* [Document text]:
*** Block opens ***
High-yield: Testicular GCTs are among the most curable solid cancers — even metastatic disease has high cure rates with platinum-based chemotherapy (cisplatin-containing regimens revolutionised prognosis).
Complications
- Hydrocele: infection (pyocele), haematocele, rupture, atrophy of testis from pressure, calcification.
- Varicocele: infertility, testicular atrophy.
- Epididymo-orchitis: abscess, infarction, infertility, chronic pain, secondary hydrocele; mumps → bilateral atrophy.
- Testicular tumour: metastasis, marker-monitoring relapse; treatment complications — bleomycin lung, cisplatin nephro/ototoxicity, RPLND → retrograde ejaculation (sympathetic nerve injury).
Key differentials of a scrotal swelling
- Cannot get above: inguinoscrotal hernia, congenital/infantile hydrocele.
- Transilluminant, get above: vaginal hydrocele, epididymal cyst, spermatocele, infantile hydrocele.
- Non-transilluminant, get above: testicular tumour, varicocele, haematocele, chronic pyocele, TB epididymitis, gumma.
- Acute painful scrotum: torsion (emergency), epididymo-orchitis, torsion of appendix testis (blue dot sign), strangulated hernia, Fournier's gangrene (necrotising fasciitis — surgical emergency).
High-yield: Haematocele (blood in tunica, post-trauma) does not transilluminate and feels heavy — a common reason a "hydrocele" fails transillumination. Older clotted haematoceles can mimic a tumour.
Recently asked / exam angle
- AFP is never elevated in pure seminoma → if raised, manage as NSGCT (repeatedly tested single-best-answer).
- Commonest testicular tumour in children = yolk sac tumour (AFP, Schiller-Duval bodies); in elderly >60 = lymphoma; in young adults overall = seminoma.
*** Block closes ***
According to the scrotal conditions notes, what is the commonest testicular tumour in children? The listing comes from a separate source, unrelated to the scrotal conditions notes.

* [Supplied entries]:
*** Block opens ***
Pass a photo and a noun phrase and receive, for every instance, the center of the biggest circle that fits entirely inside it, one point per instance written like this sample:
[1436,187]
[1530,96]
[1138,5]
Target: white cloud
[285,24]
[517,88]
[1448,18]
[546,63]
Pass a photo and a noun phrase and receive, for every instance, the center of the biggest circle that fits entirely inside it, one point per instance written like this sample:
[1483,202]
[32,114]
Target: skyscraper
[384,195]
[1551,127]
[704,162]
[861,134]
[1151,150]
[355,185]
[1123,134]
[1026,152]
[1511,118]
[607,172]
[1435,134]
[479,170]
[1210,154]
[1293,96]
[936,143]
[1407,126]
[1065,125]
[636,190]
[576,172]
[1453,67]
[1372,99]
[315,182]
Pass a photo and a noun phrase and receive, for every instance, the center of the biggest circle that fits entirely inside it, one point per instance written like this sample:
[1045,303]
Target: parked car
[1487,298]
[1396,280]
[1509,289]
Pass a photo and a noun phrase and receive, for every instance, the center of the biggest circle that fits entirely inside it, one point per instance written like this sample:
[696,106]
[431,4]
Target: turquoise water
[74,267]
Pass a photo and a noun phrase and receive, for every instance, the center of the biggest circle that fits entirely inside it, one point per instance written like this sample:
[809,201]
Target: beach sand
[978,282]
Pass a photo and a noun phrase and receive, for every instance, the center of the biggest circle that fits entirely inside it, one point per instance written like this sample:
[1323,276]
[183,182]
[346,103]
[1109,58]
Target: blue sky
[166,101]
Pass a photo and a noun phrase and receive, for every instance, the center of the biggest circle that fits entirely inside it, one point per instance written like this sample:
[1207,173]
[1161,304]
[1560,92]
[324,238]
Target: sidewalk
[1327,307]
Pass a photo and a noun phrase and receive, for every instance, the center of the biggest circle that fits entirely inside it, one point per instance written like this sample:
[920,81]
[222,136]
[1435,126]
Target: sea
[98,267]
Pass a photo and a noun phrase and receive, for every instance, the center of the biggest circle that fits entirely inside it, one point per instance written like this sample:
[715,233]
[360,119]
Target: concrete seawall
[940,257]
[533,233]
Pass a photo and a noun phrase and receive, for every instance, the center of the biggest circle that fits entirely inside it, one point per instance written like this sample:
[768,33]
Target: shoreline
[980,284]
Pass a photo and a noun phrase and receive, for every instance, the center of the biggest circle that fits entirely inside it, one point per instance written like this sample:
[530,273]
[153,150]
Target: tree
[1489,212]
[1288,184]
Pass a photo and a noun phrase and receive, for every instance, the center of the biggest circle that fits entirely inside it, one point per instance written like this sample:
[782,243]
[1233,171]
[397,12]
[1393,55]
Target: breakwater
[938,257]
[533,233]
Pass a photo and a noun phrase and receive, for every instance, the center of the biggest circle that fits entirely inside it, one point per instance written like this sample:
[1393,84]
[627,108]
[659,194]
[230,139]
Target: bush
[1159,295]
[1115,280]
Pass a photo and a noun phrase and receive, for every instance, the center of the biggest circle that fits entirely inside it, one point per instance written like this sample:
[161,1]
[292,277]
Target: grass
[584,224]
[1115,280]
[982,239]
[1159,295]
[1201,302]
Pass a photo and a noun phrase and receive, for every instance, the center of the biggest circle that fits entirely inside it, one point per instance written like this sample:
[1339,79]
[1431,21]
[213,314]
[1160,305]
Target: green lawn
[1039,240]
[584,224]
*** Block closes ***
* [Expected output]: Yolk sac tumour.